EXERCISE REQUIREMENTS:
Restate, exactly as written, the entries below from the line that holds "Where can the wooden canadian" through the line that holds "Where can the vertical". Pictures are not part of the copy.

(Referring expression data)

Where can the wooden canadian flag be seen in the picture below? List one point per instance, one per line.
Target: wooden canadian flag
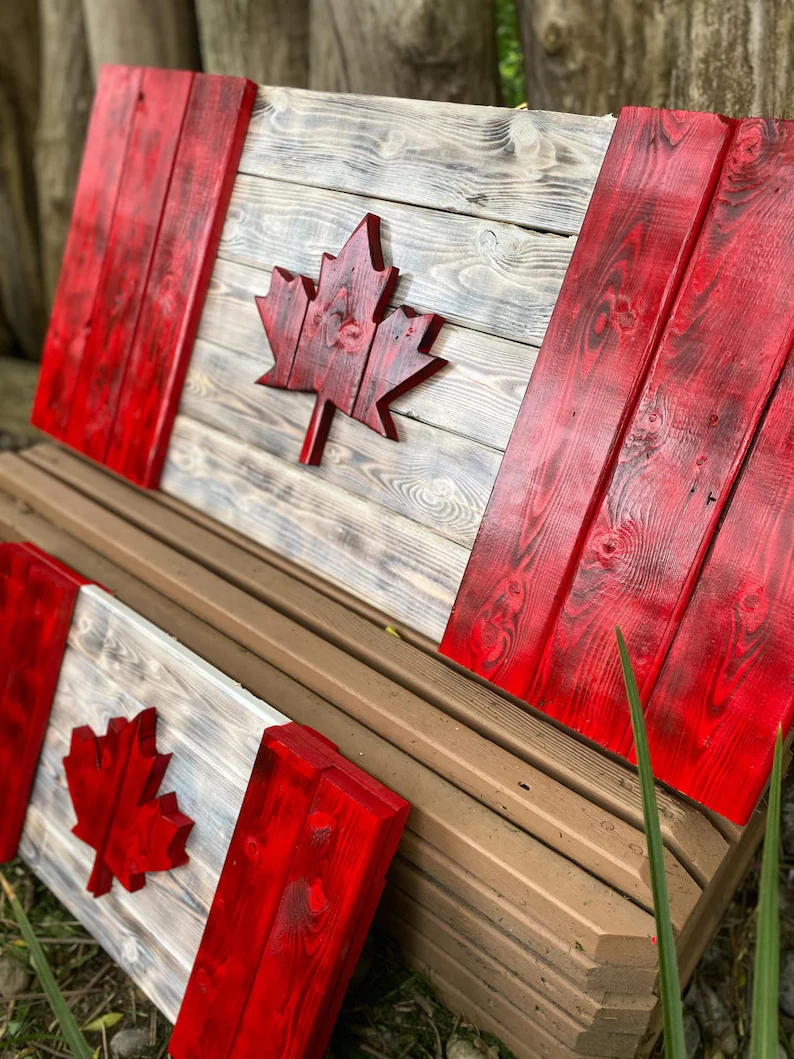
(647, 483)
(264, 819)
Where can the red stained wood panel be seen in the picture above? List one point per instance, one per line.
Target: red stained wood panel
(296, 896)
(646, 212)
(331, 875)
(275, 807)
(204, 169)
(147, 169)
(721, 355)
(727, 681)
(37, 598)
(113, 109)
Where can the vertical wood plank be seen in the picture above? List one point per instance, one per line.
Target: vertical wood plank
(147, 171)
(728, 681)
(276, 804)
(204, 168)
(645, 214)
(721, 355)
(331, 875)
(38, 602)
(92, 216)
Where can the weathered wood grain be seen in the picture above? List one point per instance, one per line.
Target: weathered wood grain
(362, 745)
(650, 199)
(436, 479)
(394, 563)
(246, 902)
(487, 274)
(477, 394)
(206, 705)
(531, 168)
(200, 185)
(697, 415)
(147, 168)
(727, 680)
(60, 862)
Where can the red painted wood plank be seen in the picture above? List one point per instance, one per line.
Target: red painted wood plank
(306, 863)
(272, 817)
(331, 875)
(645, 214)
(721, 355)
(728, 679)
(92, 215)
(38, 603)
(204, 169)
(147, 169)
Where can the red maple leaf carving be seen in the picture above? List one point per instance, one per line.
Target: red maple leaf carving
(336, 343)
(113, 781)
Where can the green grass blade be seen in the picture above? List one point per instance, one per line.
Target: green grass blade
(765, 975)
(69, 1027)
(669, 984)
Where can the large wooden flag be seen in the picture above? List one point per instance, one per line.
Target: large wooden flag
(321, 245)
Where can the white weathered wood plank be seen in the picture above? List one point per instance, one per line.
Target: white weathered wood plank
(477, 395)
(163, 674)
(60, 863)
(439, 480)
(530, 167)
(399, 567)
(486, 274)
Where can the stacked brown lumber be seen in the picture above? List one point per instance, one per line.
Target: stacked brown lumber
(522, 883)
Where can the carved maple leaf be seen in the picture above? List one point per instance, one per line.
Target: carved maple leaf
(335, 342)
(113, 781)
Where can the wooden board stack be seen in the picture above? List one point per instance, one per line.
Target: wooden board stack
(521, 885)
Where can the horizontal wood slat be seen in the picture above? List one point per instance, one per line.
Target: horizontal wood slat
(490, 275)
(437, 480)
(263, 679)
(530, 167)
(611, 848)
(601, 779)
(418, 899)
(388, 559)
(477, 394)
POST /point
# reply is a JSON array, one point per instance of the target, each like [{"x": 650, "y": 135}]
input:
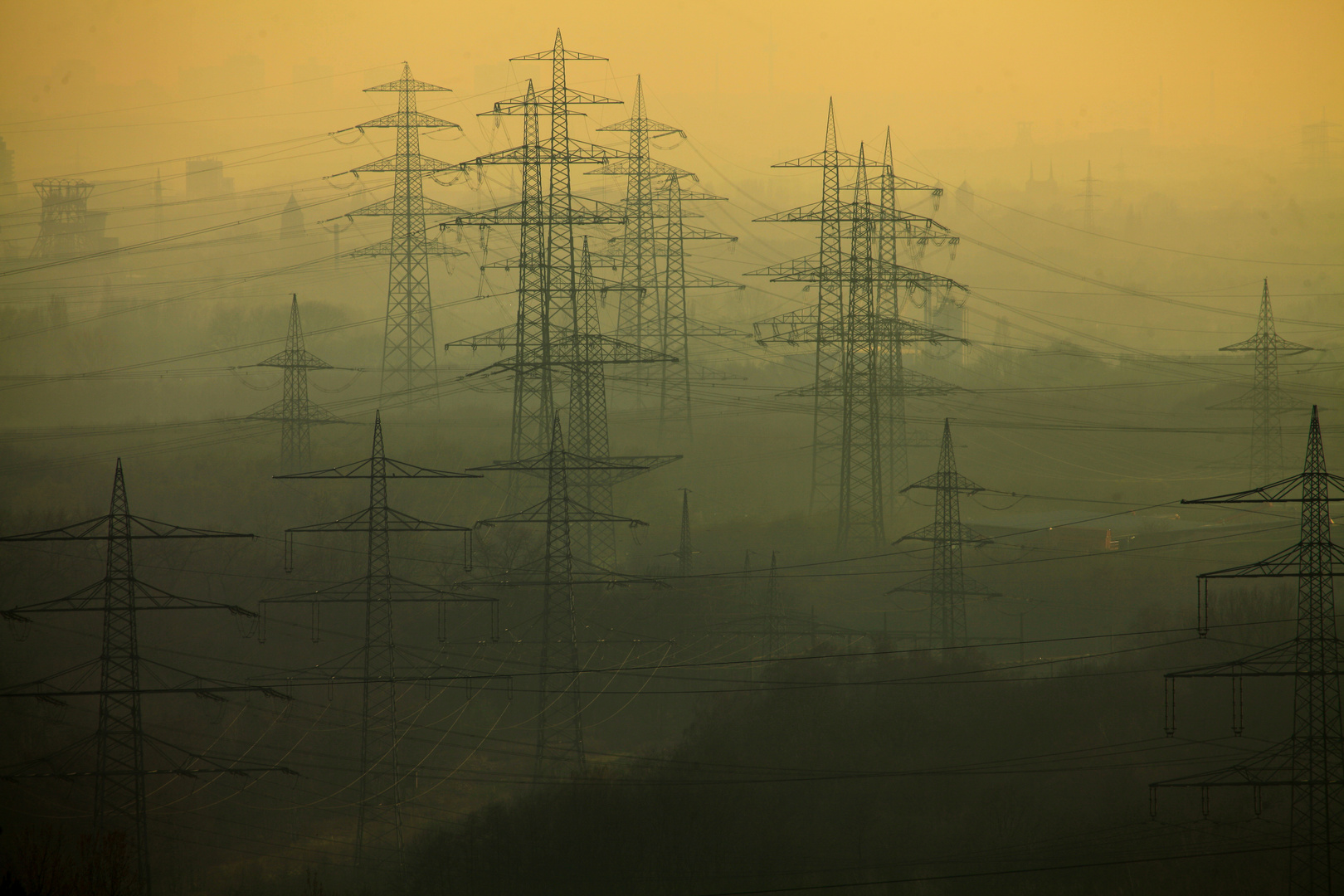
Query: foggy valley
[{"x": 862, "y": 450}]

* * *

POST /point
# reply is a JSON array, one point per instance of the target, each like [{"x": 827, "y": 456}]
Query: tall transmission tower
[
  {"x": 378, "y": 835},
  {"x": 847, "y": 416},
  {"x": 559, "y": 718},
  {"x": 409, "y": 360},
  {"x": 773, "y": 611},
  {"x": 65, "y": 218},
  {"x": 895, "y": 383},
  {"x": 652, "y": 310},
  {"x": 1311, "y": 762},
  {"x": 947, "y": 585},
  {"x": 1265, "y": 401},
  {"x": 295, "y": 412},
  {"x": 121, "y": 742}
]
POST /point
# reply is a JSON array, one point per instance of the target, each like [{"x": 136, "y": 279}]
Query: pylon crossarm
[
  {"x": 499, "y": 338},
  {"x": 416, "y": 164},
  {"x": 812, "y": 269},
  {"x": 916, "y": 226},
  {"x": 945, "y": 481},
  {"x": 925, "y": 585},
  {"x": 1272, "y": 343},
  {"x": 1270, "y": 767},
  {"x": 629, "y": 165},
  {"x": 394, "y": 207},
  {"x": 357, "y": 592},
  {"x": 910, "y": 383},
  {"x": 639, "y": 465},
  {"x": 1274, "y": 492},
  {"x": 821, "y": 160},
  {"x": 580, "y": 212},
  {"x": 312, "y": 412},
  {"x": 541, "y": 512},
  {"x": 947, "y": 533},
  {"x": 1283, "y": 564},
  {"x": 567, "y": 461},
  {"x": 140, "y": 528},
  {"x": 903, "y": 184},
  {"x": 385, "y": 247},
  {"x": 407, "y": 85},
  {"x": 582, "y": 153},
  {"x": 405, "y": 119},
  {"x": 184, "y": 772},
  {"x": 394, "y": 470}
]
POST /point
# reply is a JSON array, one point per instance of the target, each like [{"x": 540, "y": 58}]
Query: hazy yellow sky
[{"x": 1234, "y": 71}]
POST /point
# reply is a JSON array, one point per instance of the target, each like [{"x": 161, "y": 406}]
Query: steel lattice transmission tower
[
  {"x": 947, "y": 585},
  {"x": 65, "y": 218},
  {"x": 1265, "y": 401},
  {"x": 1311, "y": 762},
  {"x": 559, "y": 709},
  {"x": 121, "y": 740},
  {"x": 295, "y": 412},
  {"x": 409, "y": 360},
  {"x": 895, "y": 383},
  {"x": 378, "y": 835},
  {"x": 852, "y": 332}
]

--

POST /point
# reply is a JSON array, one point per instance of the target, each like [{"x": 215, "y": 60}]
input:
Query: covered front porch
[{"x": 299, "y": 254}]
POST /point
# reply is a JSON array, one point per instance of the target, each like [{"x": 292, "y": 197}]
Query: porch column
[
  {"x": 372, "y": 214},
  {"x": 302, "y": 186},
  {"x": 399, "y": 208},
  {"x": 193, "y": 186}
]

RESULT OF THIS EXERCISE:
Where can the wooden canadian flag be seen in the picture below? List one point per instance, one per line.
Target: wooden canadian flag
(647, 483)
(264, 819)
Where can the red stained wood panel be seen in the picture above? List one point per instance, one per line.
Target: red stained wood panel
(296, 896)
(646, 212)
(331, 875)
(275, 807)
(204, 169)
(147, 169)
(721, 355)
(727, 681)
(37, 598)
(113, 109)
Where can the vertical wood plank be seen in the picture above? List one point per instance, one per line.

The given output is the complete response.